◆ **PROBLEM DESCRIPTION**
Extract every line in the listing below that contains the word "umbrella".

◆ **SUPPLIED RECORDS**

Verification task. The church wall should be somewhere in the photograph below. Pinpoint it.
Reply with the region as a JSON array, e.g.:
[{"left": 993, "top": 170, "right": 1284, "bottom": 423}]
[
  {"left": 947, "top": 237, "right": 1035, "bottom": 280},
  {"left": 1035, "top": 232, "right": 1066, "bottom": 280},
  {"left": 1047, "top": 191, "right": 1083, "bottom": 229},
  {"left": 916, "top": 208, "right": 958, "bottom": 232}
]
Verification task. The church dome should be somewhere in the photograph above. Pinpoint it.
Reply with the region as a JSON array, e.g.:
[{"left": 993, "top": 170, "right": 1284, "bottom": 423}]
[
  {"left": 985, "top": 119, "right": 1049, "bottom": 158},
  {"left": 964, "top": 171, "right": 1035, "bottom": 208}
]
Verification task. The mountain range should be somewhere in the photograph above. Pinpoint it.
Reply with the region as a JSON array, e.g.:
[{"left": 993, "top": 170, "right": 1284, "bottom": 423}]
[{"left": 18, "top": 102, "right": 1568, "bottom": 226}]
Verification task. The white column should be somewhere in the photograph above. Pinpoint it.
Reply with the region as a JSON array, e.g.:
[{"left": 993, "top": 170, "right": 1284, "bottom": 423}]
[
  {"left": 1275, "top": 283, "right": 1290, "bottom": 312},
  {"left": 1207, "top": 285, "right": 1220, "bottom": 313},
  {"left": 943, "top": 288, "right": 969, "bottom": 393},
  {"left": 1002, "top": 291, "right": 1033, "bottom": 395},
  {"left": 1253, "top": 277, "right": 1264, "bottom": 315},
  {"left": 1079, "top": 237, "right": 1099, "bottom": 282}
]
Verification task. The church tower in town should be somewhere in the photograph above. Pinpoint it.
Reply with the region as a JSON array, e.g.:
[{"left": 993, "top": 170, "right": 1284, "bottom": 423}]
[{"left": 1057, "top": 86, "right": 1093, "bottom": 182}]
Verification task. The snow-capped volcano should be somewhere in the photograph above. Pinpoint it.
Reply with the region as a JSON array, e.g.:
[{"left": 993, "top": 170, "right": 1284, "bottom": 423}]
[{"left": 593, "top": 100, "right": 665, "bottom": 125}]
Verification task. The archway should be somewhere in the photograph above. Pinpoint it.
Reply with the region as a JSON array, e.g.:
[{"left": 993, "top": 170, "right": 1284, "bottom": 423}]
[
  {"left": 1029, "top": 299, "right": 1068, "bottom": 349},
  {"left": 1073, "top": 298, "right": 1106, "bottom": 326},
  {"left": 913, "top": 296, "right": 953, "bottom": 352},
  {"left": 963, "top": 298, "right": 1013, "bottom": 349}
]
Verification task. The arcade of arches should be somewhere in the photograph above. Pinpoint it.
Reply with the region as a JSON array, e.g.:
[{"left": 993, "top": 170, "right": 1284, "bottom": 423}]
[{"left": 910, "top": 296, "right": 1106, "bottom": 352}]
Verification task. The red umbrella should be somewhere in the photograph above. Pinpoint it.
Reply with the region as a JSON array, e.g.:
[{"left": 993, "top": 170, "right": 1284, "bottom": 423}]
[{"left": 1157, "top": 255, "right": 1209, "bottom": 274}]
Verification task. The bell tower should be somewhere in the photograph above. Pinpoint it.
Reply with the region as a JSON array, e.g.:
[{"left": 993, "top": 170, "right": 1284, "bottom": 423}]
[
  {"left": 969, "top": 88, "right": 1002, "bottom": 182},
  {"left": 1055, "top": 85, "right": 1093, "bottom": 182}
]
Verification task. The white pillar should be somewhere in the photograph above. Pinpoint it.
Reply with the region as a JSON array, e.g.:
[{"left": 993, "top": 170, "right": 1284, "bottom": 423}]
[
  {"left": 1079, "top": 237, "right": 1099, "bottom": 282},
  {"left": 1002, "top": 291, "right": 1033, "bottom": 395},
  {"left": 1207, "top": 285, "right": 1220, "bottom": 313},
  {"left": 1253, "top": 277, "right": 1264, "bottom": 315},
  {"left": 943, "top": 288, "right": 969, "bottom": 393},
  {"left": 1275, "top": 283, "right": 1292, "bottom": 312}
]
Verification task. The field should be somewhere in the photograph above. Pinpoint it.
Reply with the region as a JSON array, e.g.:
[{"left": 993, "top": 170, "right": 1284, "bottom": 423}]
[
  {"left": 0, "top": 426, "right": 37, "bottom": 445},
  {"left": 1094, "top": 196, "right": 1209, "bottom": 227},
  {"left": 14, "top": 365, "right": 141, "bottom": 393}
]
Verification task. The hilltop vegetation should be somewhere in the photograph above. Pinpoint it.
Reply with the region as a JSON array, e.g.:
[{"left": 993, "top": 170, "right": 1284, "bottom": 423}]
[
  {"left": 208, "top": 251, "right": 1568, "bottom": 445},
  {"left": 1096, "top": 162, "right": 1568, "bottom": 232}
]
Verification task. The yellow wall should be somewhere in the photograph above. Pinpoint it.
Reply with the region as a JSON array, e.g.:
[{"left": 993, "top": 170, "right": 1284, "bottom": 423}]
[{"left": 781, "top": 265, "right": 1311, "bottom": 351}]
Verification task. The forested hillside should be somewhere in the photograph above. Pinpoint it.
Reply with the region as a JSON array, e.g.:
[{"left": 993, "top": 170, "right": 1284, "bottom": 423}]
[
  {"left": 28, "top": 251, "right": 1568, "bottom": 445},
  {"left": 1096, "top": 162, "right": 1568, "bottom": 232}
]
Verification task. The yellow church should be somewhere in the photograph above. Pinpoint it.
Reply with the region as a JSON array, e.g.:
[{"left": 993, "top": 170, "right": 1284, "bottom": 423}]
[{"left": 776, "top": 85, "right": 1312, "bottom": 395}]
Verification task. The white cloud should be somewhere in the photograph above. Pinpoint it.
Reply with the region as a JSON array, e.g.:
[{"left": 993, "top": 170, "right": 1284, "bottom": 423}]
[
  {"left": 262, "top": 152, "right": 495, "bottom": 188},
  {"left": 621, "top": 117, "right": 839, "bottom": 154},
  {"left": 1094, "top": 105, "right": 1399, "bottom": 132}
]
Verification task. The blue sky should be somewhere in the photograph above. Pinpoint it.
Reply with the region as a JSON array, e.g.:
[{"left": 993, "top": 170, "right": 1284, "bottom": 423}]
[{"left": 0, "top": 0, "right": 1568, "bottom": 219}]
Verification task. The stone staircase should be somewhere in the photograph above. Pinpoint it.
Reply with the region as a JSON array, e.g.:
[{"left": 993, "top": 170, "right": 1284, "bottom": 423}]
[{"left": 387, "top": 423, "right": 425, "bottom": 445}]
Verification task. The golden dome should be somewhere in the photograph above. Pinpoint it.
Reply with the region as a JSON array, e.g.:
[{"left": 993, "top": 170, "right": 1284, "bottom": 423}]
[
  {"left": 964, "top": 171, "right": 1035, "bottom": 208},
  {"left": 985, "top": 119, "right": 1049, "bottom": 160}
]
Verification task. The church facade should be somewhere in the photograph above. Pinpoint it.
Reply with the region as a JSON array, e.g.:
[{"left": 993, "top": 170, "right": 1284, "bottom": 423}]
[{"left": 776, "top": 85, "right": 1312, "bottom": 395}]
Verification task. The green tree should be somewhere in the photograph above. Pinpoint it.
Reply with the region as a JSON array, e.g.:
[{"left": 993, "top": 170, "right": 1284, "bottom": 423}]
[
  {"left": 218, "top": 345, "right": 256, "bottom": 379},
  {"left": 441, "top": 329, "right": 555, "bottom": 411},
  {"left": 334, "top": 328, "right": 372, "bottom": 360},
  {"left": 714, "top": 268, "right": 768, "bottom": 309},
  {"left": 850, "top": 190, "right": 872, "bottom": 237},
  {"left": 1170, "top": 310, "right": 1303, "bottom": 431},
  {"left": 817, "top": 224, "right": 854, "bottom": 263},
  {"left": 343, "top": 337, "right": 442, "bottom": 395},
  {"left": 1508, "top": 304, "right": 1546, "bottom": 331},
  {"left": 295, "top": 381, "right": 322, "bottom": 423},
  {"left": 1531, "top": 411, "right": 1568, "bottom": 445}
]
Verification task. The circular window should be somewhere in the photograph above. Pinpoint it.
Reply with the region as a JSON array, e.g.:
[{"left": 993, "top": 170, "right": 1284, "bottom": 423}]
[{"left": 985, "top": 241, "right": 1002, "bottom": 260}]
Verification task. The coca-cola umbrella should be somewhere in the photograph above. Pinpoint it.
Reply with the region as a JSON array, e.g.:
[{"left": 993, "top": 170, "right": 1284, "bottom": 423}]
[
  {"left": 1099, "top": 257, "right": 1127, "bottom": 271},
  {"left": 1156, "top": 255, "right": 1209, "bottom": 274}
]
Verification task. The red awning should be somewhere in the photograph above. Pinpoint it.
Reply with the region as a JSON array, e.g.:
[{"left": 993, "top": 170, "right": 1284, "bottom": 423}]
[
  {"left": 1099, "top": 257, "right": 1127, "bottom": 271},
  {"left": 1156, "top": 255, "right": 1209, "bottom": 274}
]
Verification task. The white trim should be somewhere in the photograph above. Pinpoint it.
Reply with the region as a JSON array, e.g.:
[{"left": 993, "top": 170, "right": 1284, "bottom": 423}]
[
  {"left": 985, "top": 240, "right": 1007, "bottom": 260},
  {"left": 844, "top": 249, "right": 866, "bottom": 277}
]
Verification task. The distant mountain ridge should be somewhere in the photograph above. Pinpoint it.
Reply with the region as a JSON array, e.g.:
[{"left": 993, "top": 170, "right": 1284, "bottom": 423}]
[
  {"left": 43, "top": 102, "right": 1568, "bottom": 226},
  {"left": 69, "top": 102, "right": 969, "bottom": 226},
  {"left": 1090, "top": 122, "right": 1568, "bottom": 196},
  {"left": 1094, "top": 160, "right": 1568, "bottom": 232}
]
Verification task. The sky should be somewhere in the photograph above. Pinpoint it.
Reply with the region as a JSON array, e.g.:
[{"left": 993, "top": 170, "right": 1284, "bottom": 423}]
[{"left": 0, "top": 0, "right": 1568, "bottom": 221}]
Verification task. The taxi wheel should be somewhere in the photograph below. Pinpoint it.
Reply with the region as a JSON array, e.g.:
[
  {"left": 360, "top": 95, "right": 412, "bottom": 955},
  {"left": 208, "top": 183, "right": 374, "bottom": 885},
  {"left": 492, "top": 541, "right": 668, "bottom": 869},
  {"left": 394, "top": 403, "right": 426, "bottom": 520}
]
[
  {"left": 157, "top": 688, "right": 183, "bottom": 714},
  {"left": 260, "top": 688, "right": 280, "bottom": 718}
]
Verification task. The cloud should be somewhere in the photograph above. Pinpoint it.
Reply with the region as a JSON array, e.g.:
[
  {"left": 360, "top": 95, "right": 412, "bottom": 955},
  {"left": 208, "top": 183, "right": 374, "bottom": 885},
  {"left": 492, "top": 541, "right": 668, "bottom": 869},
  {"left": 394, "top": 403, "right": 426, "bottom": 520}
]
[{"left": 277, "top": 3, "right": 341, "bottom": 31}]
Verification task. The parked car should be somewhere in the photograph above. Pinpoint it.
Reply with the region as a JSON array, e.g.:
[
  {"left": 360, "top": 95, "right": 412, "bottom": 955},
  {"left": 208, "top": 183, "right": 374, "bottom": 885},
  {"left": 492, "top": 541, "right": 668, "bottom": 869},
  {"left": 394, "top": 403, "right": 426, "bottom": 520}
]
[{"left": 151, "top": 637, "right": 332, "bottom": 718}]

◆ **THE RESULT**
Verification task. The red umbrella should be somewhere in the photograph above. Pinpoint it.
Verification task. The coca-cola umbrella should be somewhere in the photograph above. Pinpoint it.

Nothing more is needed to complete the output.